::: Material provided :::

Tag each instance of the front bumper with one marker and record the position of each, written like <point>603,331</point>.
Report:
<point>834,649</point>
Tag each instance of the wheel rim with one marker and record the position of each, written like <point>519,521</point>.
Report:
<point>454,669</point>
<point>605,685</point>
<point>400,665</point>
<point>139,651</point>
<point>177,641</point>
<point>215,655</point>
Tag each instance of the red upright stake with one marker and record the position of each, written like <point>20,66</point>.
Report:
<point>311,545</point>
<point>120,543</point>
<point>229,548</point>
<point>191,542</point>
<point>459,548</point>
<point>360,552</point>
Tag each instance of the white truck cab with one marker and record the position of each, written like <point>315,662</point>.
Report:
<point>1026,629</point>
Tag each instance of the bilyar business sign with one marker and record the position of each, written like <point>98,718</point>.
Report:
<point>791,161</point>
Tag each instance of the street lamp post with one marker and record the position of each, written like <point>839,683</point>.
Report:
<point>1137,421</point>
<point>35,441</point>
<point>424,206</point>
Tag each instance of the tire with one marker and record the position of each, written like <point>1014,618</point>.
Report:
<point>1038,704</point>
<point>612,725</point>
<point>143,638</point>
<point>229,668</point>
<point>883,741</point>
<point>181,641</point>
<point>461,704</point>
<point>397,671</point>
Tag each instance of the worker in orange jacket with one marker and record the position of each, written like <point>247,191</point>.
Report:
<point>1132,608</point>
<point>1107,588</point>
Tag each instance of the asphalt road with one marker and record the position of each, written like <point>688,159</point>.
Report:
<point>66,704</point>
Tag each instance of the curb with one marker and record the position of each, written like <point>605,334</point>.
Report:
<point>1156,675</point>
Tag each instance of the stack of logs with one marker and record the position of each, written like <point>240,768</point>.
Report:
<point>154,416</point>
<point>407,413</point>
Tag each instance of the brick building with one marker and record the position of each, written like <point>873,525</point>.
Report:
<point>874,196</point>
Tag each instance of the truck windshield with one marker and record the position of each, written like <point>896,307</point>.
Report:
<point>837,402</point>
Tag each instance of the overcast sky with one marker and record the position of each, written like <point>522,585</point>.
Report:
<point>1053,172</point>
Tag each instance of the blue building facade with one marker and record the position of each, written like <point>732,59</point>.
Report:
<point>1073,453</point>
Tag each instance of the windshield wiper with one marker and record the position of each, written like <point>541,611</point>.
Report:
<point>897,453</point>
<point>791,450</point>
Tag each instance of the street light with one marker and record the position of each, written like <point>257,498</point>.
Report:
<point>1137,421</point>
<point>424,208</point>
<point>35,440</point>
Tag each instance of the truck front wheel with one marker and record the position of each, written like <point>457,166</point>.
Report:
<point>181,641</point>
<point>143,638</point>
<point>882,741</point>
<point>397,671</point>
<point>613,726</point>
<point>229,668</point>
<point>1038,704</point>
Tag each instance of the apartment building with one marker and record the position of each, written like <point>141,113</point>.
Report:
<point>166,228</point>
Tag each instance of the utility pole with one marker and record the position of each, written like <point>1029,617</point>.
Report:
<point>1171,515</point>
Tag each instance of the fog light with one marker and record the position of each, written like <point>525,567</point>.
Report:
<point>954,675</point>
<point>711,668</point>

:::

Give the count of lines in the listing that hold "light", and write nothing beyond it.

> Output for this exercise:
2